**YOUR TASKS:**
(a) Can you repeat the property media release, everything from "Expert Tips for" down to "and Melbourne markets.", but change "Hobart" to "Perth"?
(b) Could you write what comes next in the media release about where to buy property in 2018, picking up after its final sentence?

**PROVIDED PASSAGE:**
19 Dec 2017

Expert Tips for Home Buyers and Investors in 2018

Media Release

Home buyers will need to look at renovations and value adding strategies to manufacture equity rather than wait for long-term capital growth as prices soften and flatline in several key Australian property markets in 2018, warns Australia’s largest professional body of buyer’s agents.

Property markets in Hobart and Brisbane are anticipated to remain buoyant into next year with keen interest from interstate buyers priced out of the Sydney and Melbourne markets.

Real Estate Buyers Agents Association of Australia (REBAA) president Rich Harvey said there would be more opportunities for home buyers and investors in several capital city markets in the New Year with less competition in the property market.

“2017 saw some dramatic changes in the market,” said Mr Harvey.

“The first quarter started strongly but we saw the Sydney market cool in the third and fourth quarters while Melbourne is also showing initial signs of cooling.

“Tasmania and Brisbane seem to have bucked the trend with price growth anticipated to continue well into 2018.”

According to Mr Harvey growing pressure on investment lending combined with tougher lending criteria, will see buying property much harder for investors than it was this time last year.

“In May the Federal budget announced sweeping changes to depreciation laws which impacted investors only allowing depreciation on brand new properties,” he said.

“Existing properties can still claim depreciation, but this will also deter investors trading.

“Investors are starting to take a breather as lending requirements continue to be tightly controlled by the Australian Prudential Regulation Authority.

“Low interest rates seem to have run their course and borrowers are now being more cautious sensing there could be a rise next year.

“Our advice is to be proactive, diligent and negotiate hard.

“Buyers need to ensure they understand the local growth drivers of supply and demand and that they are in the right price pocket for that particular location.

“A buyer’s agent can help analyse the data quickly using the best valuation tools available and guide buyers through the property maze with minimum stress.”

REBAA’s state representative give their pick on where to buy in 2018:


REBAA NSW representative and buyer’s agent with Hunter James, Sebastian James:

Investors: Investors should look to property and areas where growth can be manufactured and does not rely on generic macro factors. Above average rental yields and affordability will increasingly become key drivers once again, as will the demographic shift towards mid density property close to amenities and transport and particularly in areas with new infrastructure and touted for gentrification.

Home buyers: The highest risk will be in areas of oversupply and particularly in high density new developments where buyers are often victims of marketing misdirection, such as a focus on tax depreciation benefits or a reliance on past performance as an indicator of future performance. In this segment many inexperienced buyers will end up paying a considerable premium for the benefit of owning brand new to facilitate the developers’ profit margins, even though this will undoubtedly be the softest dwelling category as far as short-term capital appreciation is concerned. This is exacerbated by increases in stamp duty for foreign buyers, reducing their appetite in a segment where they have often been relied upon to absorb a lot of new supply.

**ITEMS:**

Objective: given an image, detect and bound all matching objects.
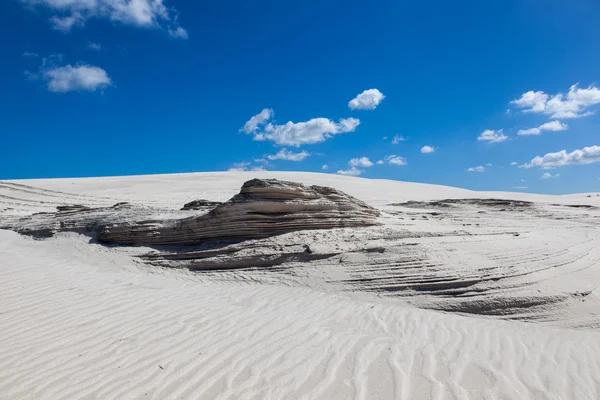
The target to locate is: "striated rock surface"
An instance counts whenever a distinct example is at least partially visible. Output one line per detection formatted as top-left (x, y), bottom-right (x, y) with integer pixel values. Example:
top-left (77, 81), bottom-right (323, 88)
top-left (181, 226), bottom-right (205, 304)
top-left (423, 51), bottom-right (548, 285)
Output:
top-left (99, 179), bottom-right (379, 245)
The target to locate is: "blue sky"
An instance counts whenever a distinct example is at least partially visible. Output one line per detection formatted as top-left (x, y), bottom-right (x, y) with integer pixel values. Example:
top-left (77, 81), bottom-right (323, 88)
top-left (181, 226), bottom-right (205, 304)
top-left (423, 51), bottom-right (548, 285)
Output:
top-left (0, 0), bottom-right (600, 193)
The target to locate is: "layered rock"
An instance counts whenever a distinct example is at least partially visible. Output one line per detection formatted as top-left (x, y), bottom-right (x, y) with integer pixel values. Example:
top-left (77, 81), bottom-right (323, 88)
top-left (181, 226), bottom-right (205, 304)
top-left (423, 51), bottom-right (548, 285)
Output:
top-left (99, 179), bottom-right (379, 245)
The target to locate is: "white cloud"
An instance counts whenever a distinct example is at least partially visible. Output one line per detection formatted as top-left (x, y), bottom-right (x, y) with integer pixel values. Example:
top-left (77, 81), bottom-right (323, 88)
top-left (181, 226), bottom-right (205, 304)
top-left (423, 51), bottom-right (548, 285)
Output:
top-left (241, 108), bottom-right (360, 147)
top-left (168, 26), bottom-right (189, 39)
top-left (42, 64), bottom-right (112, 93)
top-left (348, 157), bottom-right (373, 168)
top-left (348, 89), bottom-right (385, 110)
top-left (229, 162), bottom-right (250, 171)
top-left (21, 0), bottom-right (187, 39)
top-left (518, 121), bottom-right (569, 136)
top-left (240, 108), bottom-right (274, 133)
top-left (87, 42), bottom-right (102, 50)
top-left (392, 134), bottom-right (406, 144)
top-left (511, 84), bottom-right (600, 118)
top-left (337, 167), bottom-right (362, 176)
top-left (477, 129), bottom-right (508, 143)
top-left (267, 149), bottom-right (310, 161)
top-left (467, 165), bottom-right (485, 172)
top-left (385, 154), bottom-right (408, 166)
top-left (522, 146), bottom-right (600, 169)
top-left (540, 172), bottom-right (560, 179)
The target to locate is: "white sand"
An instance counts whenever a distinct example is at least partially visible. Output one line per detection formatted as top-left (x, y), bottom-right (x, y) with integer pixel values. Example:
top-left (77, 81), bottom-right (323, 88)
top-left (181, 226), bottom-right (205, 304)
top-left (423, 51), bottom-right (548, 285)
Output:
top-left (0, 172), bottom-right (600, 400)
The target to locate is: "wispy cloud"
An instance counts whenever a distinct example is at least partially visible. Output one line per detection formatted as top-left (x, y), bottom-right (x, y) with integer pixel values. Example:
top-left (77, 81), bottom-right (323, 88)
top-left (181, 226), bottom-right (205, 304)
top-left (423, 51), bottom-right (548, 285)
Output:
top-left (518, 121), bottom-right (569, 136)
top-left (337, 167), bottom-right (363, 176)
top-left (21, 0), bottom-right (187, 39)
top-left (348, 157), bottom-right (373, 168)
top-left (392, 134), bottom-right (406, 144)
top-left (267, 149), bottom-right (310, 161)
top-left (87, 42), bottom-right (102, 51)
top-left (540, 172), bottom-right (560, 179)
top-left (467, 165), bottom-right (485, 172)
top-left (385, 154), bottom-right (408, 166)
top-left (511, 84), bottom-right (600, 118)
top-left (348, 89), bottom-right (385, 110)
top-left (522, 146), bottom-right (600, 169)
top-left (477, 129), bottom-right (508, 143)
top-left (241, 108), bottom-right (360, 147)
top-left (229, 162), bottom-right (267, 172)
top-left (25, 54), bottom-right (113, 93)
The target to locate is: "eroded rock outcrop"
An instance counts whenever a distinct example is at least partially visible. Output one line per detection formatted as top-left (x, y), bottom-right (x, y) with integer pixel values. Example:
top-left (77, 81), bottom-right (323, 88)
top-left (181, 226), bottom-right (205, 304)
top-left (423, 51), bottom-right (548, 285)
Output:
top-left (99, 179), bottom-right (379, 245)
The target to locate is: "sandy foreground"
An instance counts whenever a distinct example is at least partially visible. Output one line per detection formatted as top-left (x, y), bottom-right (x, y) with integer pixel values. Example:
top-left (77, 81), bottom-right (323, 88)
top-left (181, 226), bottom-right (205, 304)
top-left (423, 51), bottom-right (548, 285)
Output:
top-left (0, 172), bottom-right (600, 399)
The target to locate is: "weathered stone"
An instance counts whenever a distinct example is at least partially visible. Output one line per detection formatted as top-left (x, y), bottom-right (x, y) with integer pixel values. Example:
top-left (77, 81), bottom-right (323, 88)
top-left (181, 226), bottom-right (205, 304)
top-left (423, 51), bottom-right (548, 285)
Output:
top-left (99, 179), bottom-right (379, 245)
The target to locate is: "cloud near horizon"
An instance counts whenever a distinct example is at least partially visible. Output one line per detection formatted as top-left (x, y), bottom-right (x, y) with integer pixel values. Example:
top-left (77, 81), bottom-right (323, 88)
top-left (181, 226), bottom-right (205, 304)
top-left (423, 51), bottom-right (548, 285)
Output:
top-left (267, 149), bottom-right (310, 161)
top-left (348, 89), bottom-right (385, 110)
top-left (521, 146), bottom-right (600, 169)
top-left (511, 84), bottom-right (600, 118)
top-left (20, 0), bottom-right (188, 39)
top-left (348, 157), bottom-right (373, 168)
top-left (241, 108), bottom-right (360, 147)
top-left (337, 167), bottom-right (363, 176)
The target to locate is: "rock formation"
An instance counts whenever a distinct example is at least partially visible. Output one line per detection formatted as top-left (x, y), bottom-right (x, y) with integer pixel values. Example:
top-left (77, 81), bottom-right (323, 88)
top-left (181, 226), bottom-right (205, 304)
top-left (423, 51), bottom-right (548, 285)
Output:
top-left (98, 179), bottom-right (379, 245)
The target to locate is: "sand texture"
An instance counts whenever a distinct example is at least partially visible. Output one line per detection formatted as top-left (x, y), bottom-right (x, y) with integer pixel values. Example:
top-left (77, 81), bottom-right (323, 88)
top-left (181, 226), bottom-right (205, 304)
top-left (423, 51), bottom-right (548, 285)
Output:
top-left (0, 172), bottom-right (600, 399)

**TASK-BY-TASK RESULTS:**
(a)
Expert Tips for Home Buyers and Investors in 2018

Media Release

Home buyers will need to look at renovations and value adding strategies to manufacture equity rather than wait for long-term capital growth as prices soften and flatline in several key Australian property markets in 2018, warns Australia’s largest professional body of buyer’s agents.

Property markets in Perth and Brisbane are anticipated to remain buoyant into next year with keen interest from interstate buyers priced out of the Sydney and Melbourne markets.

(b)
REBAA ACT state representative and buyer’s agent with Capital Buyers Agency, Claire Corby:

Investors: The Canberra unit market has started its recovery with established and near-new apartments in the blue-chip inner south offering attractive yields at current prices. Townhouses around the lifestyle precinct of Braddon and close to the Australian National University are consistently popular, with Haig Park improvements and the completion of the light rail project along Northbourne Ave set to further increase demand across the inner north. Be wary of oversupply when considering apartments further than 8km from CBD, particularly off-the-plan.

Home buyers: The $600-$800k segment is highly competitive; for affordability without compromising on proximity to the CBD, consider Weston Creek. With the new Molonglo town centre emerging to the West, it offers bigger blocks and better value for money for buyers who are happy to renovate. The local shopping centre is undergoing an update and popular public schools make the suburbs of Duffy and Chapman in particular great targets for families looking to benefit from an area undergoing change. First home buyers will do well to consider the NSW grant by shopping over the border in Queanbeyan where prices are yet to surge. At the premium end, record auction prices continue in an increasing number of suburbs. Homes close to Canberra Grammar School and Manuka are highly sought after with a growing number of interstate and international buyers competing for these as long-term investment/home hybrids.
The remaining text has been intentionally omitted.